The Italian Civil Protection Agency announced on Wednesday, March 18, that the death toll from the coronavirus (COVID-19) outbreak reached 475 over a 24-hour period. This represents the highest death toll recorded in a single day since the beginning of the outbreak in the country. Italy has also recorded a significant number of recoveries with another 1084 people recuperated over the same time span. As of Thursday, March 19, health officials have confirmed 35,713 COVID-19 cases nationwide along with 2978 fatalities, and 4025 recoveries.
Prime Minister Giuseppe Conte also announced on Thursday, March 19, that Italians will likely remain under lockdown beyond the previous Wednesday, March 25, deadline, though no specific dates were immediately announced.

» Task requirements
Reproduce the full report on Italy's COVID-19 figures and lockdown word for word.

» Listed records
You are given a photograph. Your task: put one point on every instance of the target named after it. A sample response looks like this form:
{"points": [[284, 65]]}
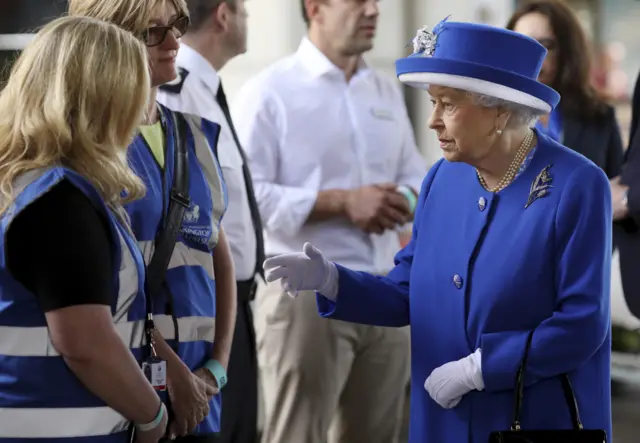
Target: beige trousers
{"points": [[327, 381]]}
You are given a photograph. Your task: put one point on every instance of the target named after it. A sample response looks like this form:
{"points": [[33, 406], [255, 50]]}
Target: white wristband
{"points": [[156, 421]]}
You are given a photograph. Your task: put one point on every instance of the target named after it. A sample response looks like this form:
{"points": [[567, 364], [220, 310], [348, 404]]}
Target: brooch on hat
{"points": [[540, 186], [425, 41]]}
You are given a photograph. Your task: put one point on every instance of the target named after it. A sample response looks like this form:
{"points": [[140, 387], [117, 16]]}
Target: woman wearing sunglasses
{"points": [[192, 306]]}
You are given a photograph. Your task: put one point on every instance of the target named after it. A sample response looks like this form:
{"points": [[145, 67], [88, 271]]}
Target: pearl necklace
{"points": [[512, 171]]}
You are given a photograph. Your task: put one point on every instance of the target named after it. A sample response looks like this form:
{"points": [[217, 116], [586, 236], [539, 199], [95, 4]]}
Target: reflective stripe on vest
{"points": [[35, 342], [23, 423], [40, 397]]}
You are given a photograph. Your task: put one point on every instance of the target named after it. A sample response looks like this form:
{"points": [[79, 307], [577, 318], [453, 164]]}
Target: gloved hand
{"points": [[303, 271], [450, 382]]}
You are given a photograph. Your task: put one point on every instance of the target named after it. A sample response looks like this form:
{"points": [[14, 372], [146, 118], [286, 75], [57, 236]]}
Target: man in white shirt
{"points": [[330, 144], [217, 34]]}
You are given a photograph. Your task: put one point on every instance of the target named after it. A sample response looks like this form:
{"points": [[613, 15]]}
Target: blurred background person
{"points": [[583, 121], [334, 159], [197, 299], [511, 250], [72, 276], [626, 192], [217, 34]]}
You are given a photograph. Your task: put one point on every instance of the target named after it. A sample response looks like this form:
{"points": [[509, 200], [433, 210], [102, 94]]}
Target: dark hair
{"points": [[199, 11], [573, 82]]}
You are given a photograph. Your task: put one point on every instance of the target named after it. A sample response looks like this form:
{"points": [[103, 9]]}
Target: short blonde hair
{"points": [[74, 98], [131, 15]]}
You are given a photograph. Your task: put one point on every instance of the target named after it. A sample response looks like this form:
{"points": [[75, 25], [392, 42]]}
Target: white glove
{"points": [[303, 271], [450, 382]]}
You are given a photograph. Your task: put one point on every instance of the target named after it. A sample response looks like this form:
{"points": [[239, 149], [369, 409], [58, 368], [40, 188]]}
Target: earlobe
{"points": [[502, 120]]}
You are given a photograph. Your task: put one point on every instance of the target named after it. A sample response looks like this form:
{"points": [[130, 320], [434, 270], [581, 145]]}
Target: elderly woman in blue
{"points": [[511, 235]]}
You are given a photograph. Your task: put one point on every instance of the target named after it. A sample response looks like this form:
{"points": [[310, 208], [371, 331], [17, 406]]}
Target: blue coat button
{"points": [[457, 280], [482, 204]]}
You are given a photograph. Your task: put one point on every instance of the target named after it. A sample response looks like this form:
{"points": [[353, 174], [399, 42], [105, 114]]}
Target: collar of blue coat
{"points": [[482, 59]]}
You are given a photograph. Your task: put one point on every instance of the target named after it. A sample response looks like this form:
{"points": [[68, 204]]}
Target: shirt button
{"points": [[482, 204]]}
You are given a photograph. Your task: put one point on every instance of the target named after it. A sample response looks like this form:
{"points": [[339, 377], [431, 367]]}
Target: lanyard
{"points": [[149, 325]]}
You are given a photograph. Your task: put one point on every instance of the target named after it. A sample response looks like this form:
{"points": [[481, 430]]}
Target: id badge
{"points": [[155, 369]]}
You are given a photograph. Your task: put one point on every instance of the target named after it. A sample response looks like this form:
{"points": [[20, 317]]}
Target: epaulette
{"points": [[175, 86]]}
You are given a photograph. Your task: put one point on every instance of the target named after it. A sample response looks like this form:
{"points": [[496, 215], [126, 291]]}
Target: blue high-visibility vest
{"points": [[40, 398], [190, 296]]}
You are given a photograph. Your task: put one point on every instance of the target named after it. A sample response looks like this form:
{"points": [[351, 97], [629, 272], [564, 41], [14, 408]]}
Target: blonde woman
{"points": [[71, 276], [192, 306]]}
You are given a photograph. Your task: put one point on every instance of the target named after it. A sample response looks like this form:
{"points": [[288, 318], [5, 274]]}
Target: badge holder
{"points": [[153, 367]]}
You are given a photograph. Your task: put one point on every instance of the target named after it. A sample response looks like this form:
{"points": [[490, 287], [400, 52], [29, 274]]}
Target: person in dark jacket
{"points": [[582, 121], [626, 205]]}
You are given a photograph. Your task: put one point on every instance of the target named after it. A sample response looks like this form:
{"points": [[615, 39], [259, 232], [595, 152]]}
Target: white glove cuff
{"points": [[476, 370], [329, 288]]}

» Answer for this exercise
The Italian Civil Protection Agency announced on Wednesday, March 18, that the death toll from the coronavirus (COVID-19) outbreak reached 475 over a 24-hour period. This represents the highest death toll recorded in a single day since the beginning of the outbreak in the country. Italy has also recorded a significant number of recoveries with another 1084 people recuperated over the same time span. As of Thursday, March 19, health officials have confirmed 35,713 COVID-19 cases nationwide along with 2978 fatalities, and 4025 recoveries.
Prime Minister Giuseppe Conte also announced on Thursday, March 19, that Italians will likely remain under lockdown beyond the previous Wednesday, March 25, deadline, though no specific dates were immediately announced.